== WORK TO COMPLETE ==
From the listing below, return unchanged the lines that begin at the one containing "Tag the red cap" and end with the one containing "(1000, 756)", including both of those lines.

--- begin SUPPLIED DATA ---

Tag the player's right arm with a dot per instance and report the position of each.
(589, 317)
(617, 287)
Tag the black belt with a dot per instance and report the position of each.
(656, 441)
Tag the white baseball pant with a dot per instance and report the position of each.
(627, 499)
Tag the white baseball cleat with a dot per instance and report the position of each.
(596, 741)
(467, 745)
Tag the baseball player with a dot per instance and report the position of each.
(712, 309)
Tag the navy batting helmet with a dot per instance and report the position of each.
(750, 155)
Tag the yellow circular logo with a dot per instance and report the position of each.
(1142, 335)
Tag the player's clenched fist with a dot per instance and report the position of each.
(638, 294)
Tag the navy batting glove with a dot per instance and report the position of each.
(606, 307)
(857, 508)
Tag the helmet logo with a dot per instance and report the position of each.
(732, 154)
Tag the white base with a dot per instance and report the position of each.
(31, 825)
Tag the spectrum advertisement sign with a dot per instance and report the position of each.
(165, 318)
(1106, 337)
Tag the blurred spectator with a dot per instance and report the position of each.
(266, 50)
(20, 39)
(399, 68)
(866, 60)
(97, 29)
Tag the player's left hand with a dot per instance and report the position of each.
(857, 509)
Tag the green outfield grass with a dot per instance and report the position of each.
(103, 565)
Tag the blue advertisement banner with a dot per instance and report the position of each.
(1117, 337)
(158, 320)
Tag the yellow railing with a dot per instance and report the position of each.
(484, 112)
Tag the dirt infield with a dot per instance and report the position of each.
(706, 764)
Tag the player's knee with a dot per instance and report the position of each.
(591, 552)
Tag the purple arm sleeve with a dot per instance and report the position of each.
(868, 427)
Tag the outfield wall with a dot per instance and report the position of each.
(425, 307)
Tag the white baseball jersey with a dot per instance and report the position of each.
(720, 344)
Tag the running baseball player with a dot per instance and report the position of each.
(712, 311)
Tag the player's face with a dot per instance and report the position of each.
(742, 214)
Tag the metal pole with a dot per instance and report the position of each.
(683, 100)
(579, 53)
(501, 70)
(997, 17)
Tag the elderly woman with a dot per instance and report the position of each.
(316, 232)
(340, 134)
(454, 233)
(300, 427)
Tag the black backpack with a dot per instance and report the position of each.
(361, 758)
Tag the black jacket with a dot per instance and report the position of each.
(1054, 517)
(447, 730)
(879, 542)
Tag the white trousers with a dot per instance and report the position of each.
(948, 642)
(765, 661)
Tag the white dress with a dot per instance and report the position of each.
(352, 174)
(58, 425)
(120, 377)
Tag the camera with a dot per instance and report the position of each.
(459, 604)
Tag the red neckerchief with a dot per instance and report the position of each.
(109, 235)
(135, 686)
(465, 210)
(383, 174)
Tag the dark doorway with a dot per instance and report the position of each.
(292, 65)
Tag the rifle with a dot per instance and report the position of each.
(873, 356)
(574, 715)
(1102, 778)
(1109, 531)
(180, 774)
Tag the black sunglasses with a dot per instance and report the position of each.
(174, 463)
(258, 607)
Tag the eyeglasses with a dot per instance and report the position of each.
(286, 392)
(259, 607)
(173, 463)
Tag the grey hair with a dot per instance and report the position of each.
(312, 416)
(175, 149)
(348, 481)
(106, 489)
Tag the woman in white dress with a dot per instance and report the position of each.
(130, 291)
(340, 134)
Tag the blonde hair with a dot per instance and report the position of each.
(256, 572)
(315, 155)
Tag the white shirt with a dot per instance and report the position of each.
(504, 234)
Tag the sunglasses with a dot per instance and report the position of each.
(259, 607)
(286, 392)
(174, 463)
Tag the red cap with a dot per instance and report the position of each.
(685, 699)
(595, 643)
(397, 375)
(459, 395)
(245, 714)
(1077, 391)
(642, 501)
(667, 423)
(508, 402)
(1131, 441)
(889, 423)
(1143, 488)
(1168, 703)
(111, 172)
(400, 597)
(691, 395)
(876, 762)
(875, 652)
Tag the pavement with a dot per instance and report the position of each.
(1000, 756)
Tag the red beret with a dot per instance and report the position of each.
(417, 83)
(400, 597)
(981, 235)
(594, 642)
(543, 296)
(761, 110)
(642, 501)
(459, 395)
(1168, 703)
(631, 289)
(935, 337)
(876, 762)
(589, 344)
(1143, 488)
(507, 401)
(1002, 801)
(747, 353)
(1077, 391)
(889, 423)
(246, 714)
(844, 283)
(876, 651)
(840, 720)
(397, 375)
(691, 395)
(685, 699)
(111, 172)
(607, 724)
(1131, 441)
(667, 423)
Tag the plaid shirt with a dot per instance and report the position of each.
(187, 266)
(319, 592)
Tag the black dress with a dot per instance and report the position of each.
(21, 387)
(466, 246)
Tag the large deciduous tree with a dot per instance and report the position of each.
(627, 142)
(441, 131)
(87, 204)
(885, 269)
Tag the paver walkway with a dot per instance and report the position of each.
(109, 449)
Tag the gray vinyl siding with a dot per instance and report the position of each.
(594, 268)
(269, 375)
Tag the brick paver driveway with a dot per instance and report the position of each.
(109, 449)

--- end SUPPLIED DATA ---

== TASK OUTPUT ==
Tag the red cap with a dot per instance and report the position of each.
(685, 699)
(595, 643)
(397, 375)
(459, 395)
(245, 714)
(1077, 391)
(642, 501)
(667, 423)
(508, 402)
(1131, 441)
(889, 423)
(1143, 488)
(1168, 703)
(111, 172)
(400, 597)
(691, 395)
(876, 762)
(875, 652)
Tag the pavement with a dot per instance and report the position of each.
(1000, 756)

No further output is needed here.